■ **Provided records**
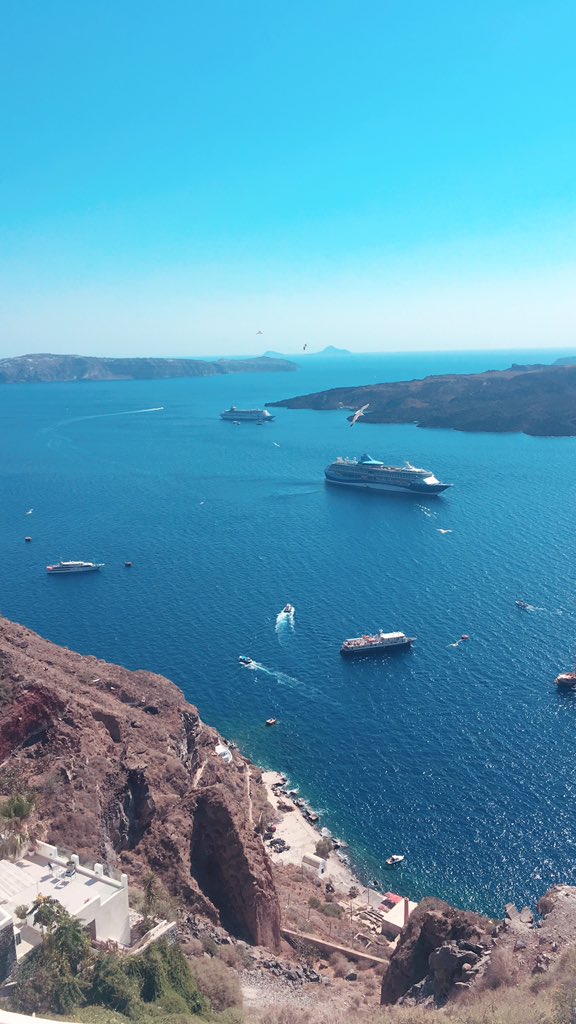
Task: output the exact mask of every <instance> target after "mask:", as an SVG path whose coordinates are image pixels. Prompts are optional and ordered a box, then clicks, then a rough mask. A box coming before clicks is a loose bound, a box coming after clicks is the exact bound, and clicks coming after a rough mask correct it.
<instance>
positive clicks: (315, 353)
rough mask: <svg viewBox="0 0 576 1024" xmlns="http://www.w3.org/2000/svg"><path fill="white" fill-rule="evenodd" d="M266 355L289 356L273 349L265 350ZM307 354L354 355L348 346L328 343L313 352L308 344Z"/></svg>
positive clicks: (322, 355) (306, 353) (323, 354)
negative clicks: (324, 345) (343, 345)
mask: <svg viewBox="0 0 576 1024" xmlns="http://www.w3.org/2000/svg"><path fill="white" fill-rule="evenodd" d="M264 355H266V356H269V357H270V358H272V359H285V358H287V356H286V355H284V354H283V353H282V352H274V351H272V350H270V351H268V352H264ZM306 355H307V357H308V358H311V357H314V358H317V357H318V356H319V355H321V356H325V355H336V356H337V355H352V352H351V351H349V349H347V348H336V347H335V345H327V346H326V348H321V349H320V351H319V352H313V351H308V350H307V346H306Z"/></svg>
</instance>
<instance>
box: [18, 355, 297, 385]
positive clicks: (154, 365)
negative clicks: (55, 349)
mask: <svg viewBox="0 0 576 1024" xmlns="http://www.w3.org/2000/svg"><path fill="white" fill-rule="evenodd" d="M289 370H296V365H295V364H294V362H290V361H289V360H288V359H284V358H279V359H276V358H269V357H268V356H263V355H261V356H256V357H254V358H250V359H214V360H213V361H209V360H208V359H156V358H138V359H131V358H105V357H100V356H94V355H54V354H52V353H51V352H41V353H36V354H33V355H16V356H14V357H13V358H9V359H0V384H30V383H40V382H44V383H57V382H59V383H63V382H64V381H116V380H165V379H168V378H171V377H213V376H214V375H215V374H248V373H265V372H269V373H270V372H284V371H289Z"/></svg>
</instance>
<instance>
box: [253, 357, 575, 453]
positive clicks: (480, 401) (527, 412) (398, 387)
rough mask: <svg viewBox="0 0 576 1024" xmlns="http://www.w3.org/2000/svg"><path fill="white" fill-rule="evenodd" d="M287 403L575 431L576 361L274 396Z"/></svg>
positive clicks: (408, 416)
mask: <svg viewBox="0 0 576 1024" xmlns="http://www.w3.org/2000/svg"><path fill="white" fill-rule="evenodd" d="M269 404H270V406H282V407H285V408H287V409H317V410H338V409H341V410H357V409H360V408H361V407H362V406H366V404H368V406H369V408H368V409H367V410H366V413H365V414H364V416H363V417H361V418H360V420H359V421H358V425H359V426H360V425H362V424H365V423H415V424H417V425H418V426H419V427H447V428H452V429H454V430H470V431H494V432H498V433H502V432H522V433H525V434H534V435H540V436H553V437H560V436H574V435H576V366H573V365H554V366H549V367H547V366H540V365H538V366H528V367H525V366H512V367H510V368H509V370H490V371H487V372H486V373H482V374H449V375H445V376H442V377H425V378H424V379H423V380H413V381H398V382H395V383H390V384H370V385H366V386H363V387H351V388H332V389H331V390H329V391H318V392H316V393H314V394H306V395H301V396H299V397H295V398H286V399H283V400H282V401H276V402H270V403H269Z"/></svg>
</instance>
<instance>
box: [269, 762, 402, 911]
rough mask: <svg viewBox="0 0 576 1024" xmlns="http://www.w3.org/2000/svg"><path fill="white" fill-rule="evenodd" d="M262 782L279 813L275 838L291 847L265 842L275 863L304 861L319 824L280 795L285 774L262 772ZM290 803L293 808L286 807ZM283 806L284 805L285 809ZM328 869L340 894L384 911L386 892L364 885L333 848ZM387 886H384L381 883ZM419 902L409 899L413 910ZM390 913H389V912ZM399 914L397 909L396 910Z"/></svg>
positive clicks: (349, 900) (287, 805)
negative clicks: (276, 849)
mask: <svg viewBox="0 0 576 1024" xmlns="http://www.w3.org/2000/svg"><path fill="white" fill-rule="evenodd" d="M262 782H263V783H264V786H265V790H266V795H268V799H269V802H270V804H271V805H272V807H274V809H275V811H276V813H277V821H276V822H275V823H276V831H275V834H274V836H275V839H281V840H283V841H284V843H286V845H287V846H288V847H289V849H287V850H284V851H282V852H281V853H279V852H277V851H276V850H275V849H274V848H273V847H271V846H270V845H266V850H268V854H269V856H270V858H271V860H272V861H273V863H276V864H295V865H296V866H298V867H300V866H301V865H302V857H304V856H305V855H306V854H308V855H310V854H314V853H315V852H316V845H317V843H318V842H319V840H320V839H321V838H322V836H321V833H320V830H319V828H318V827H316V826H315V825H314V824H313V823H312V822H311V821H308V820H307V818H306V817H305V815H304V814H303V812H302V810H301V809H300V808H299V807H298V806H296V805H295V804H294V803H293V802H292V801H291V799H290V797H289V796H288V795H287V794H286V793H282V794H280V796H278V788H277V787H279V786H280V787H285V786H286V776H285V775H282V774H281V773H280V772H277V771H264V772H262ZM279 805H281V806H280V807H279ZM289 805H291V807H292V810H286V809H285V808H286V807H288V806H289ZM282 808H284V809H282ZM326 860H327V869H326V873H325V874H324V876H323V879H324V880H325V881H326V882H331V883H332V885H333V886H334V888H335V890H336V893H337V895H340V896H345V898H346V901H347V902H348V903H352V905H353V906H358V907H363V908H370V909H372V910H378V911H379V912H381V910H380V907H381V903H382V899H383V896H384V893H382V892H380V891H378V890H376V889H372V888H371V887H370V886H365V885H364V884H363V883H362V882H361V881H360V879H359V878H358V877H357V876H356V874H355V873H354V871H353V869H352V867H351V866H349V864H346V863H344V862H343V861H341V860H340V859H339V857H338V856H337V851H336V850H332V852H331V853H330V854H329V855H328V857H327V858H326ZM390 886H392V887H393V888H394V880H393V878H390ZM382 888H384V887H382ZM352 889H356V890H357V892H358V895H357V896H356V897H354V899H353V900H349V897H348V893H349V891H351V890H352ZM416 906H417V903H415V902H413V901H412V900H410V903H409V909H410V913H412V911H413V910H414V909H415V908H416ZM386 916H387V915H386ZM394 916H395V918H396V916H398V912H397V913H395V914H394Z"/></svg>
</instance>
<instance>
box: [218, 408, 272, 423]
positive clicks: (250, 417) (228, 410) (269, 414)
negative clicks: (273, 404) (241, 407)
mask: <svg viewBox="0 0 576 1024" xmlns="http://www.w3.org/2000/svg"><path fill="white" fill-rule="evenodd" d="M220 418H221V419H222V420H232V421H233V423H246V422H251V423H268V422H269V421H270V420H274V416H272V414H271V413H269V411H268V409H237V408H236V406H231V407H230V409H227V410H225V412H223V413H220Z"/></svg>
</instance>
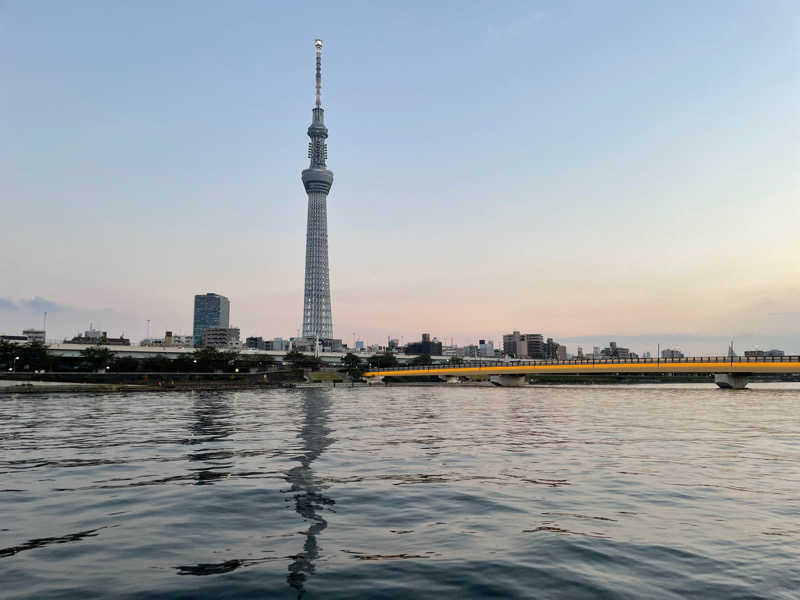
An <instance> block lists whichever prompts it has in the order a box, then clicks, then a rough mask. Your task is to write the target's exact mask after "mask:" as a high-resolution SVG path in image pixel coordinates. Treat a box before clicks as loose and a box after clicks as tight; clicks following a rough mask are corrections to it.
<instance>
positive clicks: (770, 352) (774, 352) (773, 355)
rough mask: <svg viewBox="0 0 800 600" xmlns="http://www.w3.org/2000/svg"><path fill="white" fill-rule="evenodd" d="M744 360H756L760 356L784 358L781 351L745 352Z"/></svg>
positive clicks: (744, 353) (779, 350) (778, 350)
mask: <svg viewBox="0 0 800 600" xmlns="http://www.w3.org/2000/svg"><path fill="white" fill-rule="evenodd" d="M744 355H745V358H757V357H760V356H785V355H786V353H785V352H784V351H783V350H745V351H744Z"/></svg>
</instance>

■ **Task to carry out**
In the records above, locate the lines holding the word "target". Copy each of them.

■ **Exercise solution**
Task: output the exact mask of every <instance> target after "mask:", as an SVG path whose coordinates are image pixels. Prompts are optional and ordered a box, then clicks, then a rough mask. A box coming before clicks is a loose bound, a box coming after clicks is the exact bound, and clicks coming after a rough mask correct it.
An <instance> block lists whichever prompts it has in the order a box, then clicks, then a rough mask. Your task is to write the target's exact mask after "mask:" as a high-resolution SVG path in image pixel coordinates. Treat a box before clicks as loose and a box after clicks as tight; clicks following a rough mask are corrections to it.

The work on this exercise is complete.